### Page extract:
═══

Why Should Companies Hire Athletes?
By Ashley Pastore
Let’s knock it out of the park, we can tackle any challenge, that sales pitch was a home run, don’t drop the ball, just par for the course, it was a slam dunk, time to pass the baton, throw a Hail Mary, take one for the team – the last thing the business world needs is another overused sports metaphor.
It’s not just athletic metaphors that are commonplace in the business world – it’s also athletes themselves. There’s no shortage of studies or articles telling us about the correlation between sports and business. All this research suggests athletes make good hires. After considering the number of hours spent at practice and competitions, chasing a dream, it should come as no surprise these players will succeed in work environments.
While we don’t know if sports breed go-getters or whether they attract kids with a predisposition for successes in the professional world, it’s evident these skills help get the “W” in a variety of scenarios:
Passion & Dedication
Being an athlete is hard; sometimes it hurts. I doubt gymnast Simone Biles got that triple-double on floor exercise without a few painful falls. What makes a person push through hours upon hours of intense body pounding by choice? Passion. Those who are truly passionate about their sport can put on blinders and commit to RFM (relentless forward motion).
With or without physical bruising, athletes tend to direct that same level of dedication to everything they pursue. They know how to plan, sweat, fall, get back up, and keep moving forward.
Practice schedules leave little room for loafing around. Athletes know how to get up early and fit more in a day. Car rides to and from practice become a window to complete homework or eat dinner. Sacrificing in pursuit of a goal is their MO. Along with time management, athletes develop skills like goal setting, creating and sticking to a plan, avoiding distractions, saying no, and asking for help.
Athletes will find a way to be productive and succeed because they JUST DO IT.
Improving employee performance is called coaching for a reason, and athletes crave it. Rather than feeling picked on, athletes seek constructive criticism to better themselves! They have grown up hearing someone tell them how to improve, either by way of gentle guidance (holistic coaching) or red-faced yelling (autocratic coaching). No matter the style, athletes are accustomed to seeking ways to make corrections, grow and advance by way of feedback from leaders.
And while athletes love to be taught, they also become fantastic coaches. After spending years learning what works to create motivated, highly engaged teams, great coaches can bring together individuals with different talents and strengths and persuade them to focus on a shared goal.
Teamwork & Hard Work
Speaking of teams, teammates must work together to achieve a desired result. Everyone has an assignment and is expected to execute their task effectively. Any failure of this teamwork results in an unsuccessful play. There is no “I” in team, right?

═══

### Records supplied:
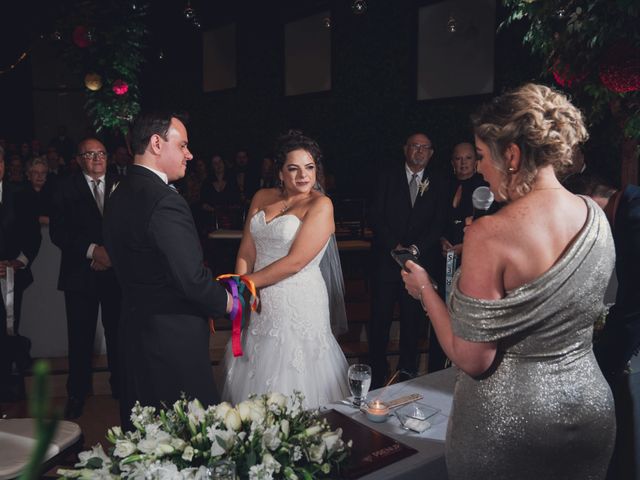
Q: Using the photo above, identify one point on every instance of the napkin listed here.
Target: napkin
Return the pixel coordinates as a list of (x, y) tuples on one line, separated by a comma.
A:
[(416, 425)]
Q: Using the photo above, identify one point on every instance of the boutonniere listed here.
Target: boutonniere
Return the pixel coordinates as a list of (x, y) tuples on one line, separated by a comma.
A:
[(423, 185)]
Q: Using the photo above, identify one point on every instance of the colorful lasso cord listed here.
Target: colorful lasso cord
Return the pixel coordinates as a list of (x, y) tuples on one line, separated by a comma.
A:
[(238, 286)]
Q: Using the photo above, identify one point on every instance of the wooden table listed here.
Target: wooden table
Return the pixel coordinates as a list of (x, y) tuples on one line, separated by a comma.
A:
[(429, 463)]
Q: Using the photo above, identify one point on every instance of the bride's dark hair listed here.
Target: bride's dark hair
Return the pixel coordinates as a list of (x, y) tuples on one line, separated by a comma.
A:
[(295, 140)]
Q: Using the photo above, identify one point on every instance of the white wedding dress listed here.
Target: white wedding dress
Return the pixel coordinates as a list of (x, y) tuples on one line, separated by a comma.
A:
[(288, 345)]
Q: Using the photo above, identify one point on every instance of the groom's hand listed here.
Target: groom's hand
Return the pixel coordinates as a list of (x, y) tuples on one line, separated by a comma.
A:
[(229, 302)]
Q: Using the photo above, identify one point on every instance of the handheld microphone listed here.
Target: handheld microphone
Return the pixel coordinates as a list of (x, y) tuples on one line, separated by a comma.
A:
[(482, 198)]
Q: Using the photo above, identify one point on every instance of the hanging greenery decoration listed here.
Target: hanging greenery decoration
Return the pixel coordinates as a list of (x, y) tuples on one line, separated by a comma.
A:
[(104, 42), (592, 49)]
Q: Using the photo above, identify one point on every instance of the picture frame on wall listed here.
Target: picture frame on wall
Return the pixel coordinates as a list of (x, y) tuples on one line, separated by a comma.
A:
[(456, 49)]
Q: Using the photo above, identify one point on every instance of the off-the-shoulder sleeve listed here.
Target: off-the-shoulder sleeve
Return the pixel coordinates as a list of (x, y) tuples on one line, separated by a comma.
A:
[(544, 298)]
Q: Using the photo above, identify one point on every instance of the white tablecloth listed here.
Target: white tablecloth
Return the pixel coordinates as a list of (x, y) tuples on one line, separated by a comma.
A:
[(17, 440), (428, 463)]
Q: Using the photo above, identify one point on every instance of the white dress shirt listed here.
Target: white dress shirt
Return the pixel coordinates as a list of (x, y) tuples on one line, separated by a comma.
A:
[(101, 188)]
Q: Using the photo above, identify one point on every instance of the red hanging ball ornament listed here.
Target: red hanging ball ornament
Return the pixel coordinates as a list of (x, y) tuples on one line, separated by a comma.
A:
[(620, 70), (120, 87), (564, 76), (81, 36)]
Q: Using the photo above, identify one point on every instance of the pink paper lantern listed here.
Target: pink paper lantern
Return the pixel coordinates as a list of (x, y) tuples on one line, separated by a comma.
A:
[(81, 36)]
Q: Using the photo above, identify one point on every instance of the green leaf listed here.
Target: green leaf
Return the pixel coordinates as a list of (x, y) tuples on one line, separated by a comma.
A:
[(95, 463)]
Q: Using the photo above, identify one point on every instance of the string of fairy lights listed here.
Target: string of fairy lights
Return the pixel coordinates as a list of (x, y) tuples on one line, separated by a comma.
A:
[(13, 66)]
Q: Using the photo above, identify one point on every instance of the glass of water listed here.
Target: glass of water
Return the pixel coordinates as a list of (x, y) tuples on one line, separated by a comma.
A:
[(222, 470), (359, 382)]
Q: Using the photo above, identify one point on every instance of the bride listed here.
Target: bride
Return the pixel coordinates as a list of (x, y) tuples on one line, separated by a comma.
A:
[(288, 344)]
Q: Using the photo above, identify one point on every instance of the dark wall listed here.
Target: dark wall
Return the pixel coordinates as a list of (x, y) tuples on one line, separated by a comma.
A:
[(361, 123)]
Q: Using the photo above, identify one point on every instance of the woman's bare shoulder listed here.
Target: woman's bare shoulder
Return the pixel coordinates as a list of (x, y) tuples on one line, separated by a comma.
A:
[(266, 196)]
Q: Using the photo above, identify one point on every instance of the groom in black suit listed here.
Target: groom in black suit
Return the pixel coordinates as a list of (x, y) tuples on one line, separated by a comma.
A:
[(168, 293), (408, 209)]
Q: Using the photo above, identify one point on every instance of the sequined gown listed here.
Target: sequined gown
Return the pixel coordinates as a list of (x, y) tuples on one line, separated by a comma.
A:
[(288, 345), (544, 410)]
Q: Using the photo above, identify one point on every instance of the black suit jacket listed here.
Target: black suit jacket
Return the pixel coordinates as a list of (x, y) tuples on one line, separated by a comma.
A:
[(621, 335), (167, 292), (74, 224), (395, 221)]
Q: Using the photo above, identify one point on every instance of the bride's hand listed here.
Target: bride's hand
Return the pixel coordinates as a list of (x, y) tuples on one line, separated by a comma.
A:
[(415, 279)]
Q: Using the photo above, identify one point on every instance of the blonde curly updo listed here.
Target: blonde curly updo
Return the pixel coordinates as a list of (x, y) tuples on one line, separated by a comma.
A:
[(541, 122)]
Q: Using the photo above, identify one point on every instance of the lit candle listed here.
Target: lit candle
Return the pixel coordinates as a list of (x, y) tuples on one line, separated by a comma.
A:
[(377, 411)]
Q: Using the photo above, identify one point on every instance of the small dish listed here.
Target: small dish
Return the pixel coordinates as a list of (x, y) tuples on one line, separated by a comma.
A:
[(415, 416)]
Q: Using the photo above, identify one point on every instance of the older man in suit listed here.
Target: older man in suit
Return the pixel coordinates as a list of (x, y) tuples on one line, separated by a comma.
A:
[(408, 209), (168, 292), (86, 276)]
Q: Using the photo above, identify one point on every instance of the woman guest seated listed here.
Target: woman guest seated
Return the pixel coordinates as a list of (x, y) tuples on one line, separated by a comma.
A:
[(36, 197), (220, 196), (530, 401), (466, 180)]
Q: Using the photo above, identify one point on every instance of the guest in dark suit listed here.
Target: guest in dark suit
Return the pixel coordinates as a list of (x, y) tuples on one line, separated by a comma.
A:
[(407, 209), (19, 243), (619, 341), (86, 276), (121, 161), (168, 292), (36, 198)]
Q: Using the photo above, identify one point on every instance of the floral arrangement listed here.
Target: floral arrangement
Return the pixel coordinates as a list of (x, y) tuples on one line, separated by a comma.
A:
[(267, 436)]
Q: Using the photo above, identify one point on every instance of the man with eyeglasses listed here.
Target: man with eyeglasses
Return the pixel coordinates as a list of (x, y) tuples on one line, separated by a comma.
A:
[(407, 210), (86, 276)]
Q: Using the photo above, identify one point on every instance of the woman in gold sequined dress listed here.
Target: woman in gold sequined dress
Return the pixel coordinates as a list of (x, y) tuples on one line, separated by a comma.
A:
[(530, 401)]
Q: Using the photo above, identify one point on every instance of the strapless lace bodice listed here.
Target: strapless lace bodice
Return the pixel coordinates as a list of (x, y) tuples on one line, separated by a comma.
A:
[(273, 240), (288, 344)]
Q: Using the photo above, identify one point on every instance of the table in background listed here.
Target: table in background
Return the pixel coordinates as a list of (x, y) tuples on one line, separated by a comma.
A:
[(428, 464)]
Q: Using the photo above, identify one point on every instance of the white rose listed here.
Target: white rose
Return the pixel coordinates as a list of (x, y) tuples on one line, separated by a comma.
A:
[(164, 449), (221, 441), (271, 439), (178, 443), (222, 409), (196, 411), (257, 412), (284, 426), (233, 420), (96, 452), (316, 453), (271, 463), (124, 448), (313, 430), (244, 409), (276, 398), (187, 455)]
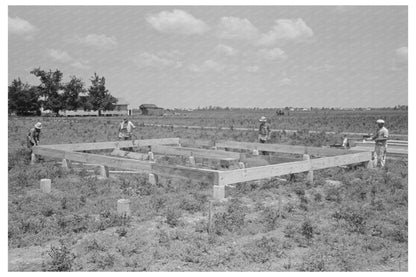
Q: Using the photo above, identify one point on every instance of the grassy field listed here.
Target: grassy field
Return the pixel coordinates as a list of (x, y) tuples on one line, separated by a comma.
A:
[(348, 220)]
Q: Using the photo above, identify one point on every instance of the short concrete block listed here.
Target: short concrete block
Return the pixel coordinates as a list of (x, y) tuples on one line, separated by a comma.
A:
[(104, 171), (32, 159), (153, 179), (66, 164), (123, 207), (45, 185), (191, 161), (219, 192)]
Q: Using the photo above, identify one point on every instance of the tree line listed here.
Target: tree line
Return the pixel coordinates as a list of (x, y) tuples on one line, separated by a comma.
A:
[(55, 95)]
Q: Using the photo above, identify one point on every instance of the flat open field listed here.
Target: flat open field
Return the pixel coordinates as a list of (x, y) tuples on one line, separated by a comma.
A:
[(348, 220)]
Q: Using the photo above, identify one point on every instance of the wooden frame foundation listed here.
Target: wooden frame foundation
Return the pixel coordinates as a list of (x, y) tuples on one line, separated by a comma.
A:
[(314, 158)]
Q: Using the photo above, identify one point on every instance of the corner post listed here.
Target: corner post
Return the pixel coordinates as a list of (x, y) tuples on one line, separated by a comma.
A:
[(309, 176)]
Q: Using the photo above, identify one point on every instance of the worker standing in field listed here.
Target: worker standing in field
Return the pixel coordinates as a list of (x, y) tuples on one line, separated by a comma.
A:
[(380, 139), (125, 129), (33, 137), (264, 132)]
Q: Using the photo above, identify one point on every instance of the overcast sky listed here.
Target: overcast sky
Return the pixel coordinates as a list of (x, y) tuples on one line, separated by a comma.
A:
[(221, 56)]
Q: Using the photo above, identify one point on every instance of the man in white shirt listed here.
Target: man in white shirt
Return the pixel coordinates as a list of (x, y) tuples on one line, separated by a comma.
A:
[(380, 139), (125, 129)]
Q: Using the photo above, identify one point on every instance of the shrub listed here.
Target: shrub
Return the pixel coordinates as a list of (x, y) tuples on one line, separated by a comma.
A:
[(158, 202), (263, 250), (231, 220), (61, 258), (290, 230), (173, 217), (332, 194), (270, 217), (307, 230), (354, 219)]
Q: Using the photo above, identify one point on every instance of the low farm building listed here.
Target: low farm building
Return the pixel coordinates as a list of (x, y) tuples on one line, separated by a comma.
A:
[(151, 109)]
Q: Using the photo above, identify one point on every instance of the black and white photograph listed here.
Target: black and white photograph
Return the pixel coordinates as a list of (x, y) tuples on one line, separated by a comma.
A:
[(207, 138)]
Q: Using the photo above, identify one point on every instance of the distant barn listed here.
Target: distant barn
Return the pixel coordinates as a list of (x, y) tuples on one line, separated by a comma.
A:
[(151, 109)]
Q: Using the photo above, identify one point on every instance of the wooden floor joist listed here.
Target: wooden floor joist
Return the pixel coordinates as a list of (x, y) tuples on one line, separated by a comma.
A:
[(263, 172), (115, 144), (115, 162), (129, 154), (282, 148), (196, 152), (196, 174)]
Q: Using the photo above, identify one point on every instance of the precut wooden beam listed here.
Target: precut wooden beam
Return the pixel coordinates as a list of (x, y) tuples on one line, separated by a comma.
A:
[(196, 152), (268, 171), (115, 144), (282, 148), (128, 164)]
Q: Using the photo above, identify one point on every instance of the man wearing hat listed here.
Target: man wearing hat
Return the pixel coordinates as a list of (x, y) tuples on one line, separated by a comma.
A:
[(33, 135), (125, 129), (380, 139), (264, 131)]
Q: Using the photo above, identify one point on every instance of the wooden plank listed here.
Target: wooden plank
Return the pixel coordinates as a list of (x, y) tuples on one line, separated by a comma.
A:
[(389, 145), (115, 144), (196, 174), (268, 171), (262, 172), (282, 148), (328, 162), (128, 154), (122, 163), (390, 150), (196, 143), (196, 152)]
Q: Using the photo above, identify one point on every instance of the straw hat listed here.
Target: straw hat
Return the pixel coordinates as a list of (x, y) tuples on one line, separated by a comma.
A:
[(263, 119)]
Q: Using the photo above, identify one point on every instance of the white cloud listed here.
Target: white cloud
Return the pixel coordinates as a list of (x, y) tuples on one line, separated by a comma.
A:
[(156, 61), (80, 64), (226, 50), (212, 66), (22, 27), (178, 22), (236, 28), (401, 59), (60, 56), (402, 54), (319, 68), (96, 41), (272, 54), (285, 30), (285, 81), (64, 57), (252, 68)]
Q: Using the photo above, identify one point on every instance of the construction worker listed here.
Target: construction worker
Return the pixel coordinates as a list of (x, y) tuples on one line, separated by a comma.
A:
[(33, 135), (125, 129), (264, 132), (380, 139)]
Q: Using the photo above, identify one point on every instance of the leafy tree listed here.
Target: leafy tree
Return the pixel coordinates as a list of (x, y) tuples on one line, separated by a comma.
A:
[(50, 89), (72, 94), (23, 99), (99, 98)]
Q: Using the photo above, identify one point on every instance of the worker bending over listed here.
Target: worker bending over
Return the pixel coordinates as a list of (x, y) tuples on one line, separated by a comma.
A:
[(264, 132), (33, 137), (125, 129), (380, 139)]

═══

### Set problem 1:
In the article on why companies should hire athletes, what does RFM stand for?
### Set problem 2:
Continue the article on why companies should hire athletes from its final sentence.

### Written response 1:
Relentless forward motion.

### Written response 2:
On the other hand, let’s not forget those individual sportsters! In an individual sport, where there is an “I,” you are your competition. Every contest is a chance to beat your personal best. To achieve these results, an athlete needs a high amount of self-reliance, discipline, focus, and internal motivation. There are no teammates to hide behind – you can’t put in a sub. The burden of your performance lies on you alone.
Regardless of the sport, athletes across the board tend to know how to put their heads down and get after it. Working together and relying on teammates or honed self-discipline are both ingredients to professional triumphs.
In a world of speed, breaking records, maxing out, besting scores, and winning medals, that quiet, humble little thing called consistency often gets forgotten. Turns out it is the key to success. Sports buffs love the latest crazes – sleeping in high-altitude tents, minimalist running shoes, energy gels, fancy GPS watches, but athletes who master the art of consistency will eventually rise to the top.
Like icing sore muscles, scarfing down meals in a car, being hollered at, and enduring solo training sessions in the rain, consistency is difficult. Seeing results in an athletic quest takes time and patience. This culture of instant gratification often leaves people feeling the need to “switch it up” in order to see quick progress. Take a pause and consider GOATs like Michael Phelps. In every interview, he claims his routine, obsessive training, and becoming besties with that black line on the bottom of the pool helped him become the most decorated Olympian of all time. Okay, consistency and his above-average wingspan.
If you want to be the Katie Ledecky of your industry, make progress a habit. Being able to commit to sustained effort or action over a long period of time gets the gold.
As we watch the 2020 Tokyo Olympics, now in 2021, the importance of these attributes is amplified. Find the best athletes, true competitors, for your team and aim for greatness.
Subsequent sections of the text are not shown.